→ Given problem
Please reproduce the records below with "instance" swapped for "occurrence" throughout and nothing else changed. Leave the pictures out of your answer.

→ Entries shown
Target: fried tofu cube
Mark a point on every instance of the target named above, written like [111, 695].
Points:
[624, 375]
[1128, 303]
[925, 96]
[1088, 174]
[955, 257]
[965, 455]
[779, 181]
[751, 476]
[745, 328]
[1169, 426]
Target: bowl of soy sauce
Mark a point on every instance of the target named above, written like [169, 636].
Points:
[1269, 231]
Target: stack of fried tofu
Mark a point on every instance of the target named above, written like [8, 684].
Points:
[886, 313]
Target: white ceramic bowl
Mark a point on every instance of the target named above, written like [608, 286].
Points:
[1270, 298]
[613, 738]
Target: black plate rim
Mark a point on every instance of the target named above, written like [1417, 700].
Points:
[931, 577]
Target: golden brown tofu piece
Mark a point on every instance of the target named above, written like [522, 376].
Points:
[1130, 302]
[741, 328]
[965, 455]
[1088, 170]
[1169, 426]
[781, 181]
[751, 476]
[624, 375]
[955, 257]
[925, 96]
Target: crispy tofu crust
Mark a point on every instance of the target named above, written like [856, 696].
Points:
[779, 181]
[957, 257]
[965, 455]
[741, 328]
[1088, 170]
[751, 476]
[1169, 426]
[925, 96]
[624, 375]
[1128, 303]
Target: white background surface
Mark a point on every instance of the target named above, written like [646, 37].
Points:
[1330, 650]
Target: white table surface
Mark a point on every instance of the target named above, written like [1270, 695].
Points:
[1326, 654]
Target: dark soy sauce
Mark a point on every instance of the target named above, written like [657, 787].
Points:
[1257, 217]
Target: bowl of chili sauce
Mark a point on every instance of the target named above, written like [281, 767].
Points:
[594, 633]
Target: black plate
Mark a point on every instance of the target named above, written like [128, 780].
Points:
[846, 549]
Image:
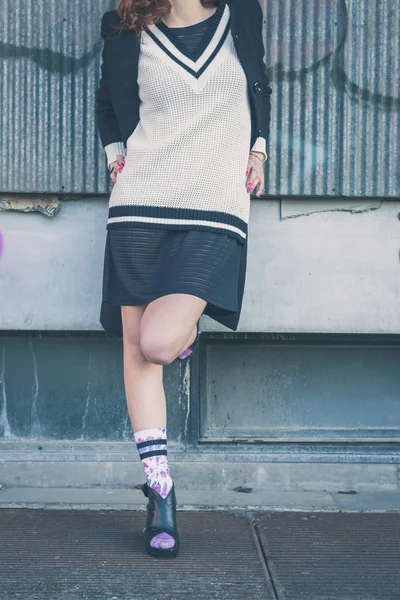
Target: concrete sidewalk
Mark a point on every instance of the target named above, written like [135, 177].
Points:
[79, 554]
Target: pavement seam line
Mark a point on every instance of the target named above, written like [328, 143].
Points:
[266, 558]
[263, 556]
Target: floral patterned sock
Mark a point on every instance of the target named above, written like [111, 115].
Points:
[152, 447]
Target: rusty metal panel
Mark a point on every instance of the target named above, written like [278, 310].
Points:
[49, 71]
[334, 68]
[335, 72]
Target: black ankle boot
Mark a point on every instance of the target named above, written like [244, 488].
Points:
[161, 518]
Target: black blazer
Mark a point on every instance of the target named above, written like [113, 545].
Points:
[117, 98]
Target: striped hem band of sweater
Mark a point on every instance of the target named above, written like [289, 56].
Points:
[176, 218]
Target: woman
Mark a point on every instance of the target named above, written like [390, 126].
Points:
[183, 112]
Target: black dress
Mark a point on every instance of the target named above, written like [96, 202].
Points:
[141, 265]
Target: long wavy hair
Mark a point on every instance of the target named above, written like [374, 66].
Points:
[139, 14]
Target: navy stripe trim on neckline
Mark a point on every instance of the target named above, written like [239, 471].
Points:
[212, 25]
[199, 73]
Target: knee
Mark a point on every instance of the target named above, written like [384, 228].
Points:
[156, 350]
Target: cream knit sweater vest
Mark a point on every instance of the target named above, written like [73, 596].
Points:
[186, 160]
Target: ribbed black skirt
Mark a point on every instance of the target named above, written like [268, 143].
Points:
[141, 265]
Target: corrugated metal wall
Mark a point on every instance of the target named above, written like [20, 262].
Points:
[335, 72]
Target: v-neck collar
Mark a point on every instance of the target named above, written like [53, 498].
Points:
[208, 35]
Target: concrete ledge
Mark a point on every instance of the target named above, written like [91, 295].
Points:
[125, 499]
[209, 475]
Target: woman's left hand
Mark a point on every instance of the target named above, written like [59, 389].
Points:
[255, 173]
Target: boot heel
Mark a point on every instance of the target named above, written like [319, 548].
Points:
[161, 518]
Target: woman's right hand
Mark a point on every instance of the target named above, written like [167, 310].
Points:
[116, 167]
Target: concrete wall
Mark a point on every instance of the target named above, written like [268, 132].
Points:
[331, 272]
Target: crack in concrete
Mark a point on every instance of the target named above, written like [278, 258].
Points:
[4, 422]
[291, 209]
[47, 205]
[36, 429]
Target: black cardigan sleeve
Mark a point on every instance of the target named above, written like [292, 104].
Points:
[266, 89]
[106, 120]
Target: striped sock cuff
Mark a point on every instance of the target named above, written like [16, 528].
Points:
[151, 442]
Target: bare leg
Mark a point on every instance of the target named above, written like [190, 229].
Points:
[168, 326]
[154, 335]
[144, 388]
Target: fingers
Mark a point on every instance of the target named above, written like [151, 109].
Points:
[255, 175]
[116, 167]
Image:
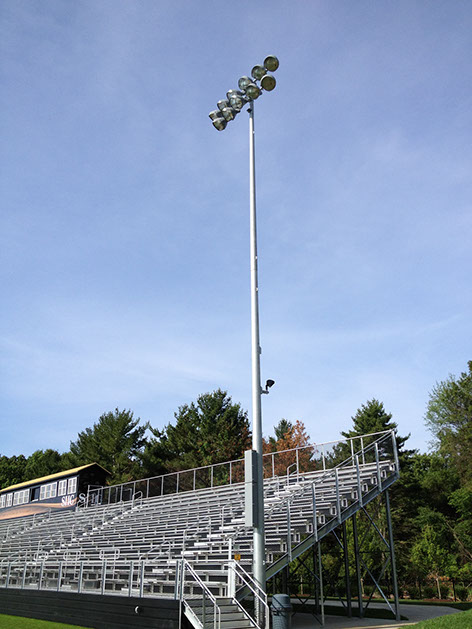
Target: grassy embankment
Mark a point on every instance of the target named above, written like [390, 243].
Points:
[18, 622]
[455, 621]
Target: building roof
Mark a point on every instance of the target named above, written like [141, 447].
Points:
[35, 481]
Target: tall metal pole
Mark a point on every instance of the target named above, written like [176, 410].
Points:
[259, 537]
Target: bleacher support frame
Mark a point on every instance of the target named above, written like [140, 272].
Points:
[129, 545]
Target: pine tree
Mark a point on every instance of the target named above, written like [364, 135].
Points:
[116, 442]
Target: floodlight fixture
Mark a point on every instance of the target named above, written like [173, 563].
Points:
[268, 82]
[258, 72]
[221, 104]
[269, 384]
[229, 113]
[271, 63]
[243, 82]
[253, 91]
[217, 119]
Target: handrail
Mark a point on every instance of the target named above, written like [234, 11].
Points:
[320, 447]
[185, 565]
[253, 586]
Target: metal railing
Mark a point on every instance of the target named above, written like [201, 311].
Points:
[237, 576]
[186, 577]
[309, 458]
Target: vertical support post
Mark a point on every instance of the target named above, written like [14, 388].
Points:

→ Answer below
Target: fried tofu cube
Mark a point on every occurrence of the target named above, written like [111, 695].
Points:
[624, 375]
[1128, 303]
[925, 96]
[1088, 174]
[955, 257]
[965, 455]
[779, 181]
[751, 476]
[745, 328]
[1169, 426]
Target: bowl of soy sauce
Mark a point on every occurrence of the target named above, written like [169, 636].
Points:
[1269, 231]
Target: stack of fried tofu
Mark a point on every occurrence of the target named above, written like [8, 684].
Points:
[886, 313]
Target: white ceramic bowl
Mark a point on every occurrence of the target named above, written like [608, 286].
Points:
[1270, 298]
[613, 738]
Target: black plate rim
Mark a point on every occurrence of the target named above, written like [1417, 700].
Points:
[931, 577]
Target: golden brown tofu piece
Mark a point on every occurrence of the target named above, written like [522, 376].
Points:
[1130, 302]
[741, 328]
[965, 455]
[1088, 170]
[1169, 426]
[781, 181]
[751, 476]
[624, 375]
[955, 257]
[925, 96]
Target: crispy tofu crust
Mark a point on every occurrence of the target named above, written like [856, 696].
Points:
[779, 181]
[957, 257]
[965, 455]
[741, 328]
[1088, 170]
[751, 476]
[1169, 426]
[925, 96]
[624, 375]
[1128, 303]
Target: white background surface
Mark a point on every occurrence of the target named above, written like [646, 37].
Points:
[1330, 650]
Target: white table surface
Mark a point on every occurrence of the target named above, written like [1270, 695].
Points:
[1326, 654]
Target: dark soy sauce
Mark a point on every occurrence of the target named above, written like [657, 787].
Points:
[1257, 217]
Target: bowl of chili sauce
Mark a point on every occurrence of the target named above, written like [281, 767].
Points:
[594, 633]
Target: black plate
Mark a point on every occurrence of the target named above, written like [128, 780].
Points:
[846, 549]
Image:
Target: concrete sidewalk
Mark a point on every occurrence of the target named above, written like [135, 177].
Points:
[79, 554]
Target: pavement seam line
Mark a point on every occurrence of the target named above, written like [328, 143].
Points:
[266, 558]
[263, 556]
Target: floral patterned sock
Mark a point on every occurrence of the target named above, written like [111, 115].
Points:
[152, 447]
Target: rusty metal panel
Mark a point on every occurrence of the target named above, written like [278, 310].
Points:
[49, 71]
[334, 68]
[335, 72]
Target: black ankle boot
Mark a point on every occurrence of the target named above, written like [244, 488].
Points:
[161, 518]
Target: black blazer
Mark a point on every occurrence of the target named above, written like [113, 545].
Points:
[117, 98]
Target: striped hem band of sweater
Mark a point on every occurrence of the target named above, written like [289, 56].
Points:
[176, 218]
Target: woman
Mark a point on every occurrence of the target named above, written like [390, 126].
Points:
[183, 112]
Target: black dress
Mark a point on every occurrence of the target named above, written like [96, 202].
Points:
[141, 265]
Target: long wavy hair
Mark a point on every occurrence of the target named above, written like [374, 66].
Points:
[139, 14]
Target: navy stripe trim on neckline
Mark a point on every occurrence of the target named above, written like [239, 471].
Points:
[212, 25]
[199, 73]
Target: knee
Mark a point on every occurrence of the target named above, written like [384, 228].
Points:
[156, 350]
Target: cream knit sweater vest
Mark a point on every occurrence of the target named above, written like [73, 596].
Points:
[186, 160]
Target: ribbed black skirt
Mark a point on every occurrence of the target named above, written like [268, 143].
Points:
[141, 265]
Target: corrugated metal wall
Mark a point on every occurrence of the target named above, written like [20, 262].
Points:
[335, 72]
Target: v-neck collar
Mark a point on every occurrence of the target named above, written like [53, 498].
Points:
[208, 35]
Target: concrete ledge
Mark a point on every occurrence of the target named above, written like [91, 295].
Points:
[125, 499]
[209, 475]
Target: woman's left hand
Mark a point on every occurrence of the target named above, written like [59, 389].
Points:
[255, 173]
Target: boot heel
Mark a point on every occurrence of the target named above, written like [319, 548].
Points:
[161, 518]
Target: woman's right hand
Mark a point on every occurrence of the target named above, written like [167, 310].
Points:
[116, 167]
Target: concrete wall
Mark a point on every occurrence of the target named above, written like [268, 132].
Points:
[331, 272]
Target: crack in concrete
Mark a point on every occurrence of the target named above, written like [278, 258].
Points:
[4, 422]
[291, 209]
[47, 205]
[36, 429]
Target: black cardigan sleeve
Mark a point on every occurrence of the target named above, written like [292, 104].
Points:
[266, 89]
[106, 120]
Target: striped sock cuff
Mark a point on every occurrence of the target named above, written like [16, 528].
Points:
[151, 442]
Target: bare leg
Mark a point on every occurrence of the target named above, written like [190, 229].
Points:
[168, 326]
[154, 335]
[144, 388]
Target: fingers
Mark a point on every occurrence of the target named above, written like [151, 109].
Points:
[255, 175]
[116, 167]
Image:
Target: grassy embankment
Mark a point on every occurrence of the target named above, written like [390, 243].
Points:
[18, 622]
[455, 621]
Target: building roof
Mark a point on every occurrence of the target named above, written like [141, 447].
Points:
[35, 481]
Target: tall metal pole
Mark a point on every occurrence of the target named above, written like [176, 410].
Points:
[259, 537]
Target: bleacher support frame
Mark a point on every occurrence of the target named above, written like [140, 272].
Points:
[129, 545]
Target: pine tree
Mark a point on every occurrence of the target named above, written like [364, 135].
Points:
[116, 442]
Target: floodlight fixture
Mark a point on every occurrence of the target named above, written like [173, 563].
Points:
[268, 82]
[258, 72]
[221, 104]
[269, 384]
[229, 113]
[271, 63]
[243, 82]
[253, 91]
[217, 119]
Target: handrail
Mark a point on every occurrence of the target named above, written like [234, 11].
Points:
[320, 447]
[185, 565]
[253, 586]
Target: metal railing
Mark a point on every occurrence of the target named above, written like [201, 311].
Points:
[237, 576]
[186, 577]
[309, 458]
Target: vertical support post
Mark a point on every occurrence of the target named above, written like [14, 388].
Points:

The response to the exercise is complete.